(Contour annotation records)
****************************************

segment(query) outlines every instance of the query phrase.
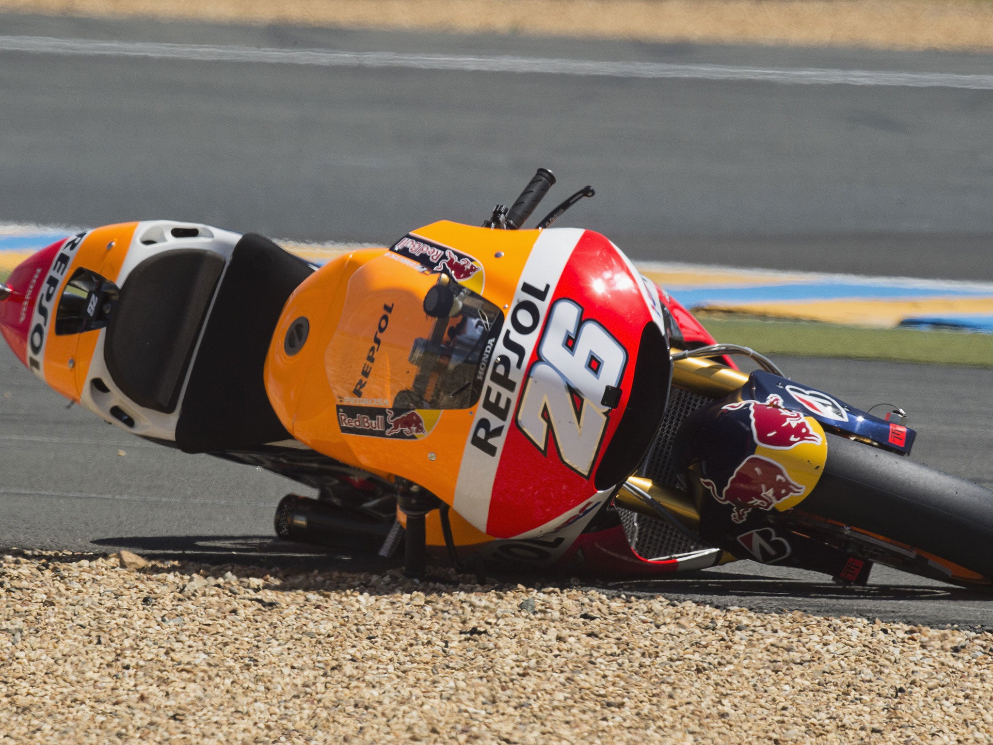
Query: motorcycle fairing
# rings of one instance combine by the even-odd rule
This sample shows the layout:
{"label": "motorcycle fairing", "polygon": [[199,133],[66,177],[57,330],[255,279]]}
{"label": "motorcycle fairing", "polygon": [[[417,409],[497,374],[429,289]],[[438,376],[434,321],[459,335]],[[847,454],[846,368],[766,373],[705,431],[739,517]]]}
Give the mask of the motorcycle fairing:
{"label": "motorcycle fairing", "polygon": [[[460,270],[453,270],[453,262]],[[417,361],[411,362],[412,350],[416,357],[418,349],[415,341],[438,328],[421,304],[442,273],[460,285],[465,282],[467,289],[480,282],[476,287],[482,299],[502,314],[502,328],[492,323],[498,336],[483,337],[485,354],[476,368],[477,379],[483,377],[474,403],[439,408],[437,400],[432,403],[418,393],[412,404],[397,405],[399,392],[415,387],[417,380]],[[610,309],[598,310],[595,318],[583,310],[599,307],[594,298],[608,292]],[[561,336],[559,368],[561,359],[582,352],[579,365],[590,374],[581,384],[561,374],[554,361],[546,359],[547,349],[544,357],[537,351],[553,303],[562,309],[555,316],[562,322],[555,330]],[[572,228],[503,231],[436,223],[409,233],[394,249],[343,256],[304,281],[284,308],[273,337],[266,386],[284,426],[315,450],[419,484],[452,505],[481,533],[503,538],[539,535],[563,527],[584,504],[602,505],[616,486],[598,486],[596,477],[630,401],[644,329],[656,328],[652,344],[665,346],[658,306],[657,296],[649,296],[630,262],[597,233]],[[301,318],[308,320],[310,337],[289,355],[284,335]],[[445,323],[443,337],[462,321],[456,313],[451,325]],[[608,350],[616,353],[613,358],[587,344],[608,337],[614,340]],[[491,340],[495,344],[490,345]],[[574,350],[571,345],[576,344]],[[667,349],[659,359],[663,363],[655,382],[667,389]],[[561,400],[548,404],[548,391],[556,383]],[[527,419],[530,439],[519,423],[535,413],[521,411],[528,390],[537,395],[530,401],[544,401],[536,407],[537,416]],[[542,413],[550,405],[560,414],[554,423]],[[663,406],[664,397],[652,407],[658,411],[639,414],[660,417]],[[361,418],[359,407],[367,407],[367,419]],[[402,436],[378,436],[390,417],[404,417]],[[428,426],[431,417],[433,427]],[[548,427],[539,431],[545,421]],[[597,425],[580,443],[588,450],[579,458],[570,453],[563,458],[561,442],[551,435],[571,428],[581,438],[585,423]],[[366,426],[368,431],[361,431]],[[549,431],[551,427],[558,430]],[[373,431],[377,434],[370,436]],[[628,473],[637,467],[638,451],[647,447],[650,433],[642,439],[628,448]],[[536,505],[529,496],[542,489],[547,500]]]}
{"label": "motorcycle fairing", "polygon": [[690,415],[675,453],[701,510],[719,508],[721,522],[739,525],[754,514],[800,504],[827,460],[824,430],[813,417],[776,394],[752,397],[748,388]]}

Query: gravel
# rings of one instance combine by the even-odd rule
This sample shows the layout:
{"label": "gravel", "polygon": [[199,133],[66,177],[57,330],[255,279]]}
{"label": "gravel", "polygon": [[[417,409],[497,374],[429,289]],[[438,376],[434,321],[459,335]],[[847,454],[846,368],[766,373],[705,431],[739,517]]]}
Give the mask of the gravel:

****************************************

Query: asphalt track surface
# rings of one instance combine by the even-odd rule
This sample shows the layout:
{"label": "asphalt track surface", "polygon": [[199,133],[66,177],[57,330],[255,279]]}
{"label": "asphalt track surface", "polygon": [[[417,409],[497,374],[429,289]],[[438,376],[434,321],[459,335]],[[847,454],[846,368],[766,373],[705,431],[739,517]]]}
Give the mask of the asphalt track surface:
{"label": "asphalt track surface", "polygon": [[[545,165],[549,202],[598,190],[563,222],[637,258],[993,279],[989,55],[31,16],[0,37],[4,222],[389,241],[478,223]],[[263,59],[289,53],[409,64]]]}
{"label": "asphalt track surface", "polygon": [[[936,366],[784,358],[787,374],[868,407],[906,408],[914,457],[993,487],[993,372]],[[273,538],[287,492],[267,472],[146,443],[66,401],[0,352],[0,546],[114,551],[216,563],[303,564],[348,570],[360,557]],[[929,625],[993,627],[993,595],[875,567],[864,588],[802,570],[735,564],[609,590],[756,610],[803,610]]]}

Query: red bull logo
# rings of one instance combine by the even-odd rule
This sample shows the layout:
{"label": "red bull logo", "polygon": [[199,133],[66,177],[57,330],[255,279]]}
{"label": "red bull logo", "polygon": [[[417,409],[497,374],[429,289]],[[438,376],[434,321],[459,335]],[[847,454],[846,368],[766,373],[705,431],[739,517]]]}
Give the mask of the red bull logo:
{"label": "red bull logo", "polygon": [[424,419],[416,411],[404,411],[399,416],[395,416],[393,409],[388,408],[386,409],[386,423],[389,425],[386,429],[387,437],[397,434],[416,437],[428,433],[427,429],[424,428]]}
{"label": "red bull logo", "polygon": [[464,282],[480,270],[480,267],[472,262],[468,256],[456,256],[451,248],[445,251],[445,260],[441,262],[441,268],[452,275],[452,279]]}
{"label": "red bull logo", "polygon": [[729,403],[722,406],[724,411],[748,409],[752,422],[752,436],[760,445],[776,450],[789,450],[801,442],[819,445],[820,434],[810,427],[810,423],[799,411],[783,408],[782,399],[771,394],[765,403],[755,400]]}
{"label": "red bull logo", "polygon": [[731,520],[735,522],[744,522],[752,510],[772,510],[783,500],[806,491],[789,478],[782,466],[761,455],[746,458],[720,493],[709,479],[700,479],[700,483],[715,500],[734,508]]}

****************************************

§ **What this task involves**
Collect every line of the data above that contains the string "gravel". Matching is case-sensitive.

§ **Exercise response**
Query: gravel
{"label": "gravel", "polygon": [[199,133],[66,177],[57,330],[255,279]]}
{"label": "gravel", "polygon": [[[417,409],[497,374],[429,289]],[[438,376],[434,321],[459,335]],[[847,454],[846,368],[766,373],[705,431],[739,517]]]}
Give the mask of the gravel:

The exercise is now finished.